▸ The input:
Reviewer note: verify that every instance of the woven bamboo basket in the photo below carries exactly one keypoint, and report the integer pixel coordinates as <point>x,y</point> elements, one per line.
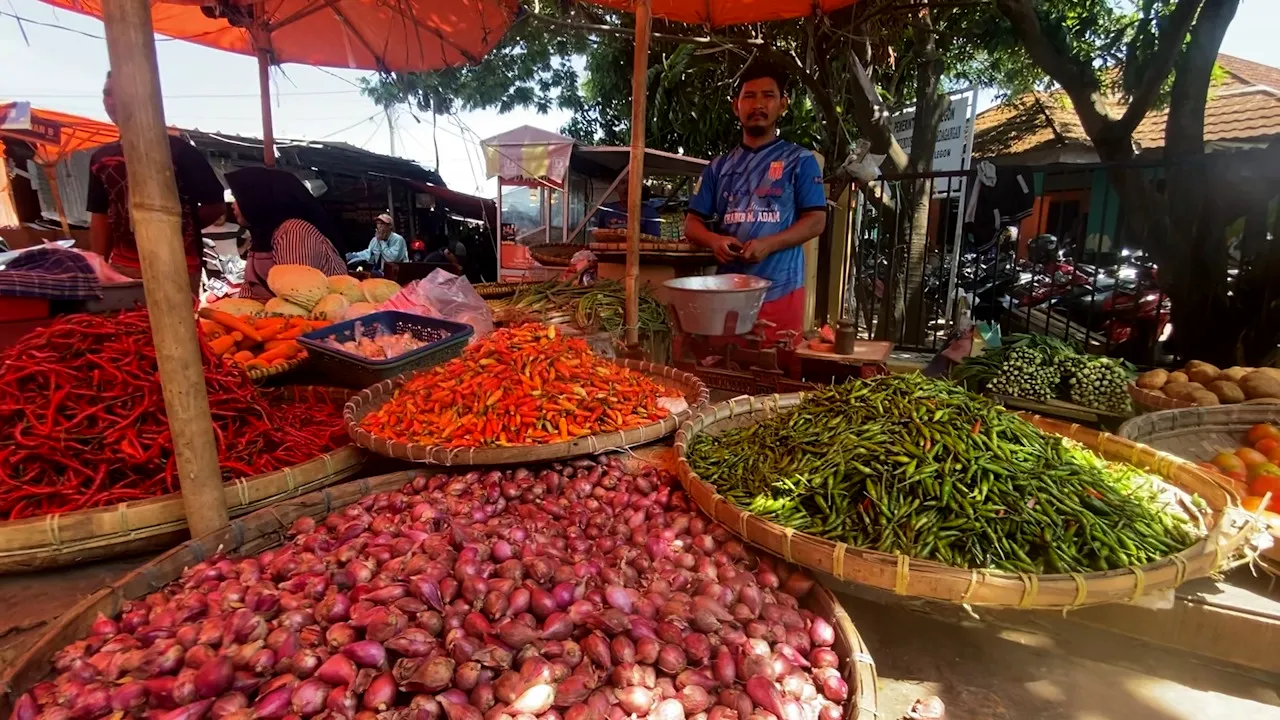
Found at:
<point>694,391</point>
<point>1150,401</point>
<point>131,528</point>
<point>1198,433</point>
<point>1228,529</point>
<point>265,528</point>
<point>156,523</point>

▸ Goal of the exercise: Word for word, write out each line of the records, but leave the pictures behind.

▸ Solution to the exercise:
Reviewer note: verify that every instance of the woven bamboo basket in the photo below carries exactly one keypoint, and report the integer pixel coordinates as <point>x,y</point> elements, one per line.
Found at:
<point>694,391</point>
<point>1150,401</point>
<point>131,528</point>
<point>1198,433</point>
<point>1228,529</point>
<point>265,528</point>
<point>156,523</point>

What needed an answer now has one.